Yes, clearly the students suffered because of writing a 15 minute essay about something important to someone else. Not because they were intended to be a control group representative of the students who did nothing in order to better gauge the benefits the essay gave to the experimental group.

Nathan - surely this is just like any medical clinical trial? You set up the study knowing that some of your sample isn't going to benefit from the "treatment" you've designed. It's no less ethical to withhold potentially life-saving drugs from a placebo group. You need to first establish that what you're doing works and, in this case, that it works in the long term.

Zazayem - the exercise only worked on black students because white students don't suffer from the same sort of "stereotype threat". The exercise was designed to address the fact that fear of confirming a negative stereotype leads to anxiety that reduces performance and eventually *does* confirm a negative stereotype. White students aren't subject to the same stereotype in the first place. The students don't need to be physically separated - you just give the individuals different exercises.

Ed: Of course medical trials have similar ethical problems, compounded by dangers from ill-tested drugs and structurally bias. That these problems are familiar in no way reduces their implications, particularly as applied to children.

By Nathan Myers (not verified) on 17 Apr 2009 #permalink

1) It's unlikely that a one-time 15-minute exercise would achieve the maximum possible reduction in self-stereotyping, if that's indeed the mechanism, so it would be worth testing stronger interventions based on the same hypothesis.

2) The US also has huge differences in quality among schools, largely due to the bizarre practice of funding them with local property taxes, so eliminating within-school gaps in academic achievement is only part of the challenge.

Always with the children. Why should studies involving children we be held to some higher ethical or moral standard? We'll all the same species. The only differences are ontological and developmental.

I've always despised "ethical" considerations that put people above other test animals. We're all animals. Just because we can think about thinking about things doesn't make us special.

It occurs to me that in real life, the act of writing essays about things that matter to oneself is called "blogging".

Medical trials can be ended early if the treatment provides a clear benefit and this becomes obvious early on in the study. The HPV vaccine Gardasil is one example where the trial was stopped so that that control group could receive the vaccination.

It's unlikely that a one-time 15-minute exercise would achieve the maximum possible reduction in self-stereotyping

There were follow up "booster" exercises.

Given records →
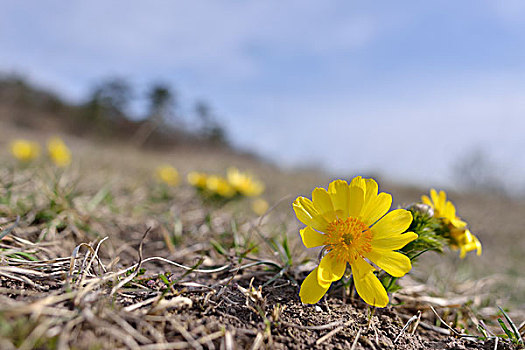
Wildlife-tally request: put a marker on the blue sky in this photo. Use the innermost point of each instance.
(403, 88)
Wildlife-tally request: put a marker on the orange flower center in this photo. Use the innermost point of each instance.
(347, 239)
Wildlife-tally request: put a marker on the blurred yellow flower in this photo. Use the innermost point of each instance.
(218, 185)
(197, 179)
(351, 222)
(25, 150)
(461, 237)
(58, 152)
(244, 183)
(259, 206)
(168, 175)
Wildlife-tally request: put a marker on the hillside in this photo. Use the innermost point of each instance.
(104, 256)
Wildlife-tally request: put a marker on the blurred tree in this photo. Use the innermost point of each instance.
(160, 115)
(209, 129)
(107, 105)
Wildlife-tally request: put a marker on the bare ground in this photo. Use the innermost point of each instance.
(78, 271)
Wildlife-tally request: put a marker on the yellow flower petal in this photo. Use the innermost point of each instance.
(393, 242)
(330, 269)
(367, 284)
(394, 263)
(357, 198)
(323, 203)
(306, 213)
(340, 195)
(376, 208)
(312, 238)
(371, 189)
(311, 291)
(427, 201)
(392, 224)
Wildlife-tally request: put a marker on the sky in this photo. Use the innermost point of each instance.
(405, 89)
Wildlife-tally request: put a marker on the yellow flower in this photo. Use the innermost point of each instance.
(259, 206)
(197, 179)
(219, 185)
(443, 209)
(58, 152)
(465, 241)
(349, 221)
(461, 237)
(25, 150)
(168, 174)
(244, 183)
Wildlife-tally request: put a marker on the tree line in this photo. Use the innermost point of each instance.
(107, 112)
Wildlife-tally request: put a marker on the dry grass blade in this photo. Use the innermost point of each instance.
(136, 271)
(10, 228)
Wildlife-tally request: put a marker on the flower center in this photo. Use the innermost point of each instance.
(347, 239)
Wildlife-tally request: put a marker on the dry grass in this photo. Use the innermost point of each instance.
(100, 256)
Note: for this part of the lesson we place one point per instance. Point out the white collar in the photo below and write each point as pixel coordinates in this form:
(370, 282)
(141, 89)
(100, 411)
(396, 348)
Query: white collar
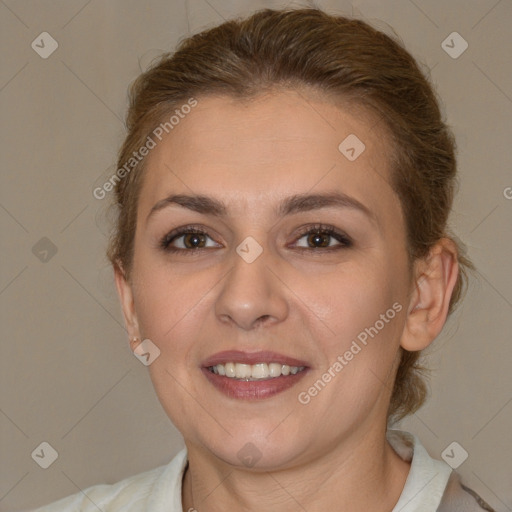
(422, 492)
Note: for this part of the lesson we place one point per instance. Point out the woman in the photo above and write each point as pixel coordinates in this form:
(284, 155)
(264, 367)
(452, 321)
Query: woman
(282, 258)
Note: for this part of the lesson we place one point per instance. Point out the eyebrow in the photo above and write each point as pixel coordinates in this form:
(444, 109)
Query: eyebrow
(294, 204)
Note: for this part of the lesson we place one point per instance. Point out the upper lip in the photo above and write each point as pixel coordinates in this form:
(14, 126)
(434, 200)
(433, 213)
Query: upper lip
(238, 356)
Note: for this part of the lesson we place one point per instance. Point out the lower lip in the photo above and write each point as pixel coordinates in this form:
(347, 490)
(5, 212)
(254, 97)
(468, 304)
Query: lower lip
(253, 389)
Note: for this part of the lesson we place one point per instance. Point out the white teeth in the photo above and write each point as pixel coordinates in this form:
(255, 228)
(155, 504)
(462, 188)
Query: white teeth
(275, 369)
(259, 371)
(229, 369)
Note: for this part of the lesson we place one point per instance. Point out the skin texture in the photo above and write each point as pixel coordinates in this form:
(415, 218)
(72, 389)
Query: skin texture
(309, 305)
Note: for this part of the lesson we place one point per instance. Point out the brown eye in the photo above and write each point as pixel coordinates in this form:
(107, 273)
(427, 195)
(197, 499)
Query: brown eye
(321, 237)
(187, 239)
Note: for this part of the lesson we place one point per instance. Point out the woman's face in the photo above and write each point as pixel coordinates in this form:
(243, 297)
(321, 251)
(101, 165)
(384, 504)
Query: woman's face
(260, 293)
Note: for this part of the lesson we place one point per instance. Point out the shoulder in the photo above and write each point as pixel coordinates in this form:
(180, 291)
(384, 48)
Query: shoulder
(457, 497)
(137, 493)
(431, 485)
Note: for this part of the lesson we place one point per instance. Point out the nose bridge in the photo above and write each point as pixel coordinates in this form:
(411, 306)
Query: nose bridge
(251, 293)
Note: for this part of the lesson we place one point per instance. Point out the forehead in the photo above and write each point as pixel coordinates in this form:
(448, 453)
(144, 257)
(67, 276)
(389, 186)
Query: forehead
(244, 151)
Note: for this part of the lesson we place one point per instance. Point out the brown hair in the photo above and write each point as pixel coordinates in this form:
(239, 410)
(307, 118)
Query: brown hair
(344, 58)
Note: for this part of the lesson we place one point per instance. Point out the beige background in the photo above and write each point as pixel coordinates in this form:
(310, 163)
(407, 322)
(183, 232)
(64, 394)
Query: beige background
(67, 374)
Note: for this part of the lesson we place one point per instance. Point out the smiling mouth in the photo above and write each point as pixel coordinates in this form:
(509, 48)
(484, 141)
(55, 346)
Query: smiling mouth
(254, 372)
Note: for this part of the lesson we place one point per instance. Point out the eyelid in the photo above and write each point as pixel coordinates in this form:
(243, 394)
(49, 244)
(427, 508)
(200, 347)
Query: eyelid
(344, 241)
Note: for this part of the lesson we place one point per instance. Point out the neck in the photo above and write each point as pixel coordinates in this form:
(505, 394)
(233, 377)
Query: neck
(359, 474)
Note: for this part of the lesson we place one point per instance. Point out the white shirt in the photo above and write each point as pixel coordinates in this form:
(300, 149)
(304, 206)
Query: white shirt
(159, 490)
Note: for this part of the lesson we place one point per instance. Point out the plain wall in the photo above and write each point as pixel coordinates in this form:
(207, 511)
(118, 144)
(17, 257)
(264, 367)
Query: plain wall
(67, 374)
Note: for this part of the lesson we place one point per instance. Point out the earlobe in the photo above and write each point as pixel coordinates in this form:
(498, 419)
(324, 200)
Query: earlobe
(125, 293)
(435, 279)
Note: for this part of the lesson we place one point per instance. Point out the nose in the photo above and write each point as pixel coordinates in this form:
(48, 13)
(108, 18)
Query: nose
(252, 294)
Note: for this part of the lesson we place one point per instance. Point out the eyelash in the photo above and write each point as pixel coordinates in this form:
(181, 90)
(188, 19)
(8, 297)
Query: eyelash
(344, 240)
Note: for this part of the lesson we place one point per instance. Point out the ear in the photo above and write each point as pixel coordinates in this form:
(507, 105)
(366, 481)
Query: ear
(125, 292)
(434, 281)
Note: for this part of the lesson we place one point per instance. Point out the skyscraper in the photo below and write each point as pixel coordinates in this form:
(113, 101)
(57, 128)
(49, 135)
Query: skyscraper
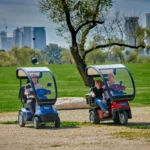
(148, 27)
(3, 40)
(25, 37)
(39, 38)
(16, 37)
(131, 27)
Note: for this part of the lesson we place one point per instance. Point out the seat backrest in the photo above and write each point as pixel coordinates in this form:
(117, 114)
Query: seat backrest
(21, 95)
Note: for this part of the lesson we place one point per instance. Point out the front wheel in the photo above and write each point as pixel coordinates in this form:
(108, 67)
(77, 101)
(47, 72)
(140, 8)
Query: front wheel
(21, 121)
(94, 117)
(123, 118)
(57, 123)
(36, 123)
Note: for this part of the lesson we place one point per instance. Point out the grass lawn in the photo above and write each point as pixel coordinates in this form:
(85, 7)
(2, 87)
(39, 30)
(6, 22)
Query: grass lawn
(70, 84)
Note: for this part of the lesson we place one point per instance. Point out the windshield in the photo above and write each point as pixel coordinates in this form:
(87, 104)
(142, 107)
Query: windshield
(119, 82)
(44, 85)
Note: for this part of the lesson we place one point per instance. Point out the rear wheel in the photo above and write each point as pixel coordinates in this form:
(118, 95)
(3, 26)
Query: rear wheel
(21, 121)
(116, 119)
(123, 118)
(94, 117)
(36, 123)
(57, 123)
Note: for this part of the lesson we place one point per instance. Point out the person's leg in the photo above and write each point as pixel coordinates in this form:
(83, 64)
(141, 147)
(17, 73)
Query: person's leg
(31, 105)
(102, 105)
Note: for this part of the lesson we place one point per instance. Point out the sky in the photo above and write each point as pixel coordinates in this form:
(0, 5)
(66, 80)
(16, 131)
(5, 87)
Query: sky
(20, 13)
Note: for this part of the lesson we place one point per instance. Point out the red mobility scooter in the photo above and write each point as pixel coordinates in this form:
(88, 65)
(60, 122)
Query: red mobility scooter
(119, 93)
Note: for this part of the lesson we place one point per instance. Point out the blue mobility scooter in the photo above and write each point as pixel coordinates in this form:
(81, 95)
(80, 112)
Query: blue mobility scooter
(119, 93)
(44, 97)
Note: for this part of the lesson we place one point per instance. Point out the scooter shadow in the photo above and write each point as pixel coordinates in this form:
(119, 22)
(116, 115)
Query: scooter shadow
(130, 124)
(53, 128)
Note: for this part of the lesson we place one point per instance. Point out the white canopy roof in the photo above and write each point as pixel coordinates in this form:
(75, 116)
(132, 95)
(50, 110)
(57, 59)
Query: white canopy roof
(105, 69)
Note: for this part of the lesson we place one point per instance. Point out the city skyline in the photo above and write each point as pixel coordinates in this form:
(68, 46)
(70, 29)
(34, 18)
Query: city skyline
(33, 37)
(26, 13)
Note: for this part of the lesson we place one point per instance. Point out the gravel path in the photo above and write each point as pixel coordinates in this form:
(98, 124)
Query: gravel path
(93, 137)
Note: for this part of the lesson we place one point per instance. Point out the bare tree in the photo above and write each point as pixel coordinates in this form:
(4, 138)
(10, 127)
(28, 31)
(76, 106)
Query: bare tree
(79, 18)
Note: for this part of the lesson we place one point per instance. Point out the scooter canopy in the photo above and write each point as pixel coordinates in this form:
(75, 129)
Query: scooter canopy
(47, 89)
(116, 78)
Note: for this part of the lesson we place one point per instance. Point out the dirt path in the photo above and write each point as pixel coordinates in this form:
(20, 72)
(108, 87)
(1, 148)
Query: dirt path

Parts of the exercise →
1. According to the comment thread, which vaccine's trial was stopped early so that the control group could receive it?
2. From the comment thread, print the passage that begins at the words "Nathan - surely" and stops after "the long term.".
3. List every personal name that appears in the comment thread.

Answers to the problems →
1. The HPV vaccine Gardasil.

2.
Nathan - surely this is just like any medical clinical trial? You set up the study knowing that some of your sample isn't going to benefit from the "treatment" you've designed. It's no less ethical to withhold potentially life-saving drugs from a placebo group. You need to first establish that what you're doing works and, in this case, that it works in the long term.

3. Nathan, Zazayem, Ed, Nathan Myers